:: Page excerpt

Moggridgea rupicoloides

Scientific classification
- Kingdom: Animalia
- Phylum: Arthropoda
- Subphylum: Chelicerata
- Class: Arachnida
- Order: Araneae
- Infraorder: Mygalomorphae
- Family: Migidae
- Genus: Moggridgea
- Species: M. rupicoloides
- Binomial name: Moggridgea rupicoloides Hewitt, 1914

= Moggridgea rupicoloides =

- Authority: Hewitt, 1914

Species of spider

Moggridgea rupicoloides is a species of spider in the family Migidae. It is endemic to the Eastern Cape province of South Africa.

== Distribution ==
Moggridgea rupicoloides is known from several localities in the Eastern Cape, including Grahamstown, Somerset East (Craigie Burn), Uitenhage, Redhouse, and Addo Elephant National Park.

== Habitat ==
The species occurs at altitudes ranging from 5 to 737 m above sea level.

== Description ==
Moggridgea rupicoloides is known only from adult females: it was discovered by Hewitt in 1914, while Griswold in 1987 refined the original description by redescribing, as well as illustrating this species.

::::
:: Record extracts

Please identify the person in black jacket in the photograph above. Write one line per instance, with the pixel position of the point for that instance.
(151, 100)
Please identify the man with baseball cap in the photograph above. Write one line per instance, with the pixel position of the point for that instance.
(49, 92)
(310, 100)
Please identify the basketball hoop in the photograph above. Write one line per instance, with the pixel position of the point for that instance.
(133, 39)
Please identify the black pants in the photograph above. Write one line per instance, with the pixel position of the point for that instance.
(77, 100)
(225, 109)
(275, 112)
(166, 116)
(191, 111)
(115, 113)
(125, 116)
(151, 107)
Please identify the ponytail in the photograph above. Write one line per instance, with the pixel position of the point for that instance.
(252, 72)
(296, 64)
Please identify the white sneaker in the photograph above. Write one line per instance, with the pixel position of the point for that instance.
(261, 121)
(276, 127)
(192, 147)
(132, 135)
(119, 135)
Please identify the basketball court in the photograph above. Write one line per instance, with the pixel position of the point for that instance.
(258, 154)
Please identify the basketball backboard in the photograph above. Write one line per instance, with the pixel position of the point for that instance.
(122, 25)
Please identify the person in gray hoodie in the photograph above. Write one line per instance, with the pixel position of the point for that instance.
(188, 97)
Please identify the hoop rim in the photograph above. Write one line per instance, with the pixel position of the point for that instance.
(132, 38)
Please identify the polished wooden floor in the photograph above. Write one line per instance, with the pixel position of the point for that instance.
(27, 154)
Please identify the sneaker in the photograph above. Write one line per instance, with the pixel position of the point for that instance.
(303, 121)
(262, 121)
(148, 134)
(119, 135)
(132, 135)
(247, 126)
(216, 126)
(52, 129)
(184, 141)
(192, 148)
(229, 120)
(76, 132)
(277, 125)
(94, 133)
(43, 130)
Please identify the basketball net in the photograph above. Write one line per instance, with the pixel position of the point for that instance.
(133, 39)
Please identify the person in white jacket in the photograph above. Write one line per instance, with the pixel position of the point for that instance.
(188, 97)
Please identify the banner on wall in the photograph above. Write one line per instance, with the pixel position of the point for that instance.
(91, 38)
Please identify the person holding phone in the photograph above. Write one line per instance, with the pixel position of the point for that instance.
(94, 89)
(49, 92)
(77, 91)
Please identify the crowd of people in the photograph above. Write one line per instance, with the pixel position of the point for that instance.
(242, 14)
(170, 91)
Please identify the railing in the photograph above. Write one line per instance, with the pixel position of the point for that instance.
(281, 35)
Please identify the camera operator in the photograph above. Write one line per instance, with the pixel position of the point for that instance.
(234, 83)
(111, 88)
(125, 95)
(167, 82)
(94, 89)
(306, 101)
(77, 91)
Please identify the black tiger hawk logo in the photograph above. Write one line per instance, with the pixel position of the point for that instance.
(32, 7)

::::

* [Work request]:
Reproduce the Moggridgea rupicoloides article word for word, from its opening line to its final sentence.

* [Reply to the task]:
Moggridgea rupicoloides

Scientific classification
- Kingdom: Animalia
- Phylum: Arthropoda
- Subphylum: Chelicerata
- Class: Arachnida
- Order: Araneae
- Infraorder: Mygalomorphae
- Family: Migidae
- Genus: Moggridgea
- Species: M. rupicoloides
- Binomial name: Moggridgea rupicoloides Hewitt, 1914

= Moggridgea rupicoloides =

- Authority: Hewitt, 1914

Species of spider

Moggridgea rupicoloides is a species of spider in the family Migidae. It is endemic to the Eastern Cape province of South Africa.

== Distribution ==
Moggridgea rupicoloides is known from several localities in the Eastern Cape, including Grahamstown, Somerset East (Craigie Burn), Uitenhage, Redhouse, and Addo Elephant National Park.

== Habitat ==
The species occurs at altitudes ranging from 5 to 737 m above sea level.

== Description ==
Moggridgea rupicoloides is known only from adult females: it was discovered by Hewitt in 1914, while Griswold in 1987 refined the original description by redescribing, as well as illustrating this species.